-- Passage to read follows --
Or how about this fence?

Most of us understand the bedrock question of “what is a person?” through the lens of Abrahamic theology. We have a soul, a body it inhabits and maybe even a prime mover God who set all of creation into motion. Most of us understand what it means to be a person, to have a subjective point of view, through the metaphors of René Descartes, even if we’ve never read his philosophy. Again, we don’t see the invisible fences in our way, as these limits are woven into the assumptions of our everyday language. We feel things “in our souls.” There’s an implied Cartesian theater and our souls sit at its center. We may swap theaters, but the soul is eternal. Descartes did none of us any favors, equating our ethical responsibilities towards other animals as equal to our responsibilities towards rocks or chairs. Animals don’t get to have souls and therefore are ethically unimportant. His ideology paved the way for industrial animal agriculture and fruitless struggles to bring our behavior into fidelity with something called a “true self.”

What is my mind? This question essentially underlies all other understandings.

Understanding is a process of the mind. And yet it’s easier for most of us to live in the legacy ideas, our inheritance, our conditioning. We’d rather not interrogate these beasts. It is not profitable or celebrated. It can be confusing, lead to ambiguities. We’d rather focus on the practical realities of our daily lives. In the pre-pandemic world, this was a form of willful ignorance, abetted by the crush of all there was to do, the open throttle of our pressing tasks.

So here we are, most of us under Shelter In Place orders from our mayors and governors. We are faced with terrifying weeks ahead, real human tragedies, but also opportunities.
-- Passage to read concluded --
-- Data records follows --
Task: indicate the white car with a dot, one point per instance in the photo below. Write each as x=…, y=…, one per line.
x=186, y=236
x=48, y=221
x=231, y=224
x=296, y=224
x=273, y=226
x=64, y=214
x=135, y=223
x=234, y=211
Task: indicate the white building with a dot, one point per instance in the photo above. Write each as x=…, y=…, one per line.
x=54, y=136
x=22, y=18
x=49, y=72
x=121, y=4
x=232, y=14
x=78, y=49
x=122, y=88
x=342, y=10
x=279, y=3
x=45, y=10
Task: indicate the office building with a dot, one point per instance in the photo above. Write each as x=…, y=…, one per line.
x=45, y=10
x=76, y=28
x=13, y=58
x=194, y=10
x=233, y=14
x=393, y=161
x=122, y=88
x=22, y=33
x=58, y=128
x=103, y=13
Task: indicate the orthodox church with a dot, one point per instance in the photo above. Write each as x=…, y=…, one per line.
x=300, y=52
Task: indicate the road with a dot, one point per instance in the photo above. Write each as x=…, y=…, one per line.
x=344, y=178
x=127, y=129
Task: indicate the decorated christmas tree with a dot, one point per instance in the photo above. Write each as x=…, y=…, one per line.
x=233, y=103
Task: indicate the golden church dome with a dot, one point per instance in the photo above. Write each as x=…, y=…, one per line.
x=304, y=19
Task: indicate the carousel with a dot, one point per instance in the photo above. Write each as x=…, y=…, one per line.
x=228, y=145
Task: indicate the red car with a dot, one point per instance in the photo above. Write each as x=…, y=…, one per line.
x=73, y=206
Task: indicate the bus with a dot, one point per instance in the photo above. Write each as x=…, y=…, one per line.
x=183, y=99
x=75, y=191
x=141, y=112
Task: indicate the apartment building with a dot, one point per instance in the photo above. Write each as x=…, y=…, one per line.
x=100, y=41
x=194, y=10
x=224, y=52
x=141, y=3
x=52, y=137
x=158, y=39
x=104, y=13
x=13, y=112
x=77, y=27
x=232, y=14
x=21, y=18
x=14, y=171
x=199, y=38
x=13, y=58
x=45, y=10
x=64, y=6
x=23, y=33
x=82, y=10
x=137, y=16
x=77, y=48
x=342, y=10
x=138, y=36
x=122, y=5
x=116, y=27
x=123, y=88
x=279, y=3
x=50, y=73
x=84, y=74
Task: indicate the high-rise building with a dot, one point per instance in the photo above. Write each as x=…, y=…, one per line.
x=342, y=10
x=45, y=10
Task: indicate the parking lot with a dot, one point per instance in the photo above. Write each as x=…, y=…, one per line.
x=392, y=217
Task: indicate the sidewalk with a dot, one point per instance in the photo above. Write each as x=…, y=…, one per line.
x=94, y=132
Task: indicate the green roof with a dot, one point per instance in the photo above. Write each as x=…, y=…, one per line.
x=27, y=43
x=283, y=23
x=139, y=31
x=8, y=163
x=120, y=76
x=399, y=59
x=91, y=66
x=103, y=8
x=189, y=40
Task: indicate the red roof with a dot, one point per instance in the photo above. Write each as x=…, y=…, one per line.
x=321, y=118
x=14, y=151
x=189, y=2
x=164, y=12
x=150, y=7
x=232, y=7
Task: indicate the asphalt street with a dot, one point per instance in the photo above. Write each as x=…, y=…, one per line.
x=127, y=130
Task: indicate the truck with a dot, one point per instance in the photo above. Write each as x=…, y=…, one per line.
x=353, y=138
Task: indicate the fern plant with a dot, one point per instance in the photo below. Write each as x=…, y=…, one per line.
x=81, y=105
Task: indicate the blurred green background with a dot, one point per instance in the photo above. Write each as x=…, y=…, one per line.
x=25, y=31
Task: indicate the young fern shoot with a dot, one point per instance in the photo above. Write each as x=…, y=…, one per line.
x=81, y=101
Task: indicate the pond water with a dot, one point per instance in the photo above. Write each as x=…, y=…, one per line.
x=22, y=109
-- Data records concluded --
List of tasks:
A: Translate this sentence from the passage on personhood into Spanish: "We'd rather focus on the practical realities of our daily lives."
B: Carry on the passage on personhood from its final sentence, keeping its reflective tone.
The items are not needed for this work.

Exercise responses:
A: Preferimos centrarnos en las realidades prácticas de nuestra vida diaria.

B:
If we’re lucky, we have time to pause. Even for those of us living hand to mouth, most states are barring all evictions. We can take a breather. We can give ourselves a break, even if only for a few days. We have a moment to reflect on all of the false dichotomies shaping our understandings, our behaviors, the underlying assumptions of our daily lives. We can see for the first time the edges of our own yard.

Look at how we all have reduced this vast cosmos and crammed it within the limited confines of our fence? The smallness of our ontological perch is dizzying. But it’s also an invitation. What would the view be like if we wove all our yards together? What if we could see into the gaps between houses? The power of our collective imagination beckons. Revelations are just over there. The imaginative power of our world united is not an impossible goal.

What if we step through the gate, past the edge of the fence and meet the new terrain with curiosity? What if we realize that such explorations are not fatal? In fact, what if they’re not even dangerous? Maybe exploration can be exhilarating. Maybe weaving the fabric of our collective “what ifs” is cathartic, fulfilling in its own right. It feels good to have our worldview enlarged, complicated rather than simplified. We get to inhabit a complex imagination full of contradictions. Such a nuanced terrain I think might bring hope and possibilities.

What a golden moment. What a gift. What a chance to see beyond our tiny view and bring into the light of our imagination the spaces past the fence’s edge, an edge we’d previously not even seen. What are the “adjacent possibles” of understanding? What are the opportunities for doing things differently out there, alone and together?

What are the ways we might cooperate at scale, coordinate our efforts and shape our own behaviors to create a better world? Imagine if we had options beyond simply adapting to legacy systems we inherited, legacy frames of reference. Imagine conscientiously sculpting the tools that in turn shape us, the tools from which we derive our everyday habits and choices. Imagine new forms of government, economies and education. Imagine reinventing ideas of ownership, access, liberty and self-determination. What do we want to incentivize?

If nothing were expected of us right now, we might regain our composure, a composure we didn’t even realize we’d lost. We might rediscover our internal compass to guide us in inquiry, to articulate our own ethics. We might ask ourselves perhaps the most powerful question our species can face.

What kind of world could we build now that all of the accelerating systems have slowed or stopped?